Problem: Copy the stretch of the listing below from the line containing "You are given a photograph. For the limestone" through the end of the listing, keeping every request line unchanged. Shift each x and y coordinate in the answers up by 97.

━━━━━━━━━━━━━━━━━━━━━━━━━━━━━━

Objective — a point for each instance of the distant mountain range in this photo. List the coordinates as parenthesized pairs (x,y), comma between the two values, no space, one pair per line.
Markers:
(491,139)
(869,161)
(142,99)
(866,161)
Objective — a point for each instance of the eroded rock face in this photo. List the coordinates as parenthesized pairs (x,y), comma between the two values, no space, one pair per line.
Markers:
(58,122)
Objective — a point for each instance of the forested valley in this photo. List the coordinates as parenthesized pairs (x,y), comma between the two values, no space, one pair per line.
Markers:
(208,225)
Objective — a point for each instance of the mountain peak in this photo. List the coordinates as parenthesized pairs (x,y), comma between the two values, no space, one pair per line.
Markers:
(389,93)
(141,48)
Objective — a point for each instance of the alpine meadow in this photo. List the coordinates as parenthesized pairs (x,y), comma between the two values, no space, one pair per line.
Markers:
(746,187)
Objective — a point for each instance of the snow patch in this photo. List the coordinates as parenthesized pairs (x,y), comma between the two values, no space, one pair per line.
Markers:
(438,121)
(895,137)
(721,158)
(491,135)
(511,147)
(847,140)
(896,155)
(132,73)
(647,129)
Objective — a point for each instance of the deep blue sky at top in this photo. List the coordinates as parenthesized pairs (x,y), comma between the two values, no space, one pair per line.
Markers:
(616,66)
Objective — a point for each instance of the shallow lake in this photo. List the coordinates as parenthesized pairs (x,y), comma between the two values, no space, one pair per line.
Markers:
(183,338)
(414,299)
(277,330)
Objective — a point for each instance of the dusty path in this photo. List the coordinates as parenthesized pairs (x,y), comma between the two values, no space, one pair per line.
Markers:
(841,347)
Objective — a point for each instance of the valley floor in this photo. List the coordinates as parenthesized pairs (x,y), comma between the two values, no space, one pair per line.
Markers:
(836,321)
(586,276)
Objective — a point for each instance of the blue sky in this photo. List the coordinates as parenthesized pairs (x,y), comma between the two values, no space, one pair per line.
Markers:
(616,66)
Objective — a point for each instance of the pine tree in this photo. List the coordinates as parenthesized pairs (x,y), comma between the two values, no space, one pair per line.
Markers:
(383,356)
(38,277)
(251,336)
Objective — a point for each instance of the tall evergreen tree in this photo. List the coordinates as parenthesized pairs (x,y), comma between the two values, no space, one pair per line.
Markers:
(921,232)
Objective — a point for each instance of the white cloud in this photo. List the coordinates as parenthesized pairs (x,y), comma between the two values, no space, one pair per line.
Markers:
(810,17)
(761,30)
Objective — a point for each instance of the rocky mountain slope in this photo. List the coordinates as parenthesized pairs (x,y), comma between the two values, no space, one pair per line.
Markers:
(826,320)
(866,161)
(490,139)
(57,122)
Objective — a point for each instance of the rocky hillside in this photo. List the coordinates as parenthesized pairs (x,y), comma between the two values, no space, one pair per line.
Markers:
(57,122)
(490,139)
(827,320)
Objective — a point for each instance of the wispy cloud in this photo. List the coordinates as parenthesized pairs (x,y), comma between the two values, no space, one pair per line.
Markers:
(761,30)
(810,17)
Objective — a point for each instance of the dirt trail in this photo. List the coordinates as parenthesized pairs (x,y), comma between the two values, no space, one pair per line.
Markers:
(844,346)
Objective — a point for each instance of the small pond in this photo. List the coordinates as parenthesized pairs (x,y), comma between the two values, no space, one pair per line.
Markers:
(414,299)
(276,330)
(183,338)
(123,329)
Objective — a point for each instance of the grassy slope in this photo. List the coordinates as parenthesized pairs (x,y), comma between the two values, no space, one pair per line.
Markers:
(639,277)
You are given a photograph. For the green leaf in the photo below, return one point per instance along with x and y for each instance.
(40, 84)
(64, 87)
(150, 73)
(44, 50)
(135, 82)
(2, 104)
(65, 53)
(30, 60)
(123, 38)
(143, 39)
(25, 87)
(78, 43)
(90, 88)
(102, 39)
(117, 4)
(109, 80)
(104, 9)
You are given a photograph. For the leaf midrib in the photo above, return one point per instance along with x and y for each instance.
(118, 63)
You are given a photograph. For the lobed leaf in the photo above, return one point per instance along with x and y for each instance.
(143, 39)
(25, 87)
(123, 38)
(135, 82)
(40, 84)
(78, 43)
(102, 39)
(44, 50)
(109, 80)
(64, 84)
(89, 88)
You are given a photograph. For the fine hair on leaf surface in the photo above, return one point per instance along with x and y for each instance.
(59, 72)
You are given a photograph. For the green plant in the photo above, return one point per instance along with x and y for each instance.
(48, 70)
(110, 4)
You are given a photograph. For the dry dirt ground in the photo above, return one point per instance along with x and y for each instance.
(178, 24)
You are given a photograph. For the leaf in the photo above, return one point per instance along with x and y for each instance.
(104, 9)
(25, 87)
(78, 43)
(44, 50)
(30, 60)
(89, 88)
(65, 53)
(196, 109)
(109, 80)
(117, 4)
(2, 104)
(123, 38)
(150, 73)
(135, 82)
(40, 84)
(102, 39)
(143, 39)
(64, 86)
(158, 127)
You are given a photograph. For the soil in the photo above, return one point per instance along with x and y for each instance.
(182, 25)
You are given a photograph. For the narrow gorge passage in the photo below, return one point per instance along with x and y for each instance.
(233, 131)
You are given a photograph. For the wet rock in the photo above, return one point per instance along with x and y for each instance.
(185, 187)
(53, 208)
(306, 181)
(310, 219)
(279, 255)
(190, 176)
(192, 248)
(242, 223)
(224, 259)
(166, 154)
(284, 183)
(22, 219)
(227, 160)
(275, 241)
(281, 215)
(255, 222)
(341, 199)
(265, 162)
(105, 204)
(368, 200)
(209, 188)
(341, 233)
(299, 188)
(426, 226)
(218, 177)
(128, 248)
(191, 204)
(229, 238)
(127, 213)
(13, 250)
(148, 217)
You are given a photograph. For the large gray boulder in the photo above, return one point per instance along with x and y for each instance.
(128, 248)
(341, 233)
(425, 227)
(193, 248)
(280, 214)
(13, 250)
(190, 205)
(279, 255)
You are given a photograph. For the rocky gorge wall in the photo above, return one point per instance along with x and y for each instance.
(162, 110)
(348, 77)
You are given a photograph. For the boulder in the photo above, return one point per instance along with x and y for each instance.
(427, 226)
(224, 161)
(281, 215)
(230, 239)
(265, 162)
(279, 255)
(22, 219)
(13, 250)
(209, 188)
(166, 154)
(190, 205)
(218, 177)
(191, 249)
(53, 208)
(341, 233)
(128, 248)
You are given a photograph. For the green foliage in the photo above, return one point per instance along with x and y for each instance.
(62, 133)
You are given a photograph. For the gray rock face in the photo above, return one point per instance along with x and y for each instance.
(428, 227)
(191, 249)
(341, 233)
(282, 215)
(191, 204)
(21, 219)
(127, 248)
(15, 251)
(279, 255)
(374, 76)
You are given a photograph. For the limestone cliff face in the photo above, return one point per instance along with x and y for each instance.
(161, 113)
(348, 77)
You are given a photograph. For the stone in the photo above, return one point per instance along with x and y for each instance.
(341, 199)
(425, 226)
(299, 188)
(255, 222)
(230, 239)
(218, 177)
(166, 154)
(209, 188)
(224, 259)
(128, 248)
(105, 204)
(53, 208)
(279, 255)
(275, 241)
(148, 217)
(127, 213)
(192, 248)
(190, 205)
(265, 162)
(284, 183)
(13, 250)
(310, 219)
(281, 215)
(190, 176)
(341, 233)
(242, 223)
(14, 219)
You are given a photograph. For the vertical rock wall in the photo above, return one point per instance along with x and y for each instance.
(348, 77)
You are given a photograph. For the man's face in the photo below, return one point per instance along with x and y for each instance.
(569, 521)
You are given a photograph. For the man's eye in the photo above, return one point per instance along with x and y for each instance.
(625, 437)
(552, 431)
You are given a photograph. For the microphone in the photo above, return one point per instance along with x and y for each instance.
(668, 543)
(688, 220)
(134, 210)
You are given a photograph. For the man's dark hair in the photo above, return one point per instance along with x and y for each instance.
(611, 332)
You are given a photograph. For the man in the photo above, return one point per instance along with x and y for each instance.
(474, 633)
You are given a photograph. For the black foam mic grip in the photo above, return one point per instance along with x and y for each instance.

━━━━━━━━━━━━━━━━━━━━━━━━━━━━━━

Response below:
You are given a photograph. For the limestone cliff face in the photo above, return one point per instance along with x and y for each instance.
(258, 210)
(445, 174)
You are given a photograph. For the stone in the photo above, return one point per instance along with x and y for each instance.
(438, 296)
(522, 323)
(396, 285)
(352, 319)
(327, 336)
(315, 274)
(263, 251)
(306, 285)
(321, 356)
(225, 345)
(202, 301)
(150, 305)
(376, 352)
(372, 338)
(245, 314)
(224, 310)
(289, 345)
(287, 302)
(362, 259)
(381, 280)
(110, 347)
(407, 316)
(378, 312)
(287, 273)
(438, 330)
(339, 320)
(111, 316)
You are given a photograph. For the vertical rock wall in the photo above, return one point per instance along with x and y for each instance.
(445, 174)
You are given a photograph. For the man's face in the photo below, return one point per instance along with x and y for each instance.
(666, 618)
You are given a photograph. For the man's eye in the photo above, return one point per instance along with x and y for each instance.
(722, 534)
(649, 528)
You are given a photograph. For the microphone in the photo above, return one point per instance along with x and y for each instance.
(765, 640)
(785, 317)
(231, 307)
You are given a photograph. For the man's dark hair in the photo above, return one point per instance along with x and y for each instance.
(708, 429)
You are given a photograph. For the man in the photo above, return one point per instance along with x and y for each instance.
(571, 730)
You are given a photograph. For the black foam mic grip in the photo above, return one point per instance along with x and y for each instance.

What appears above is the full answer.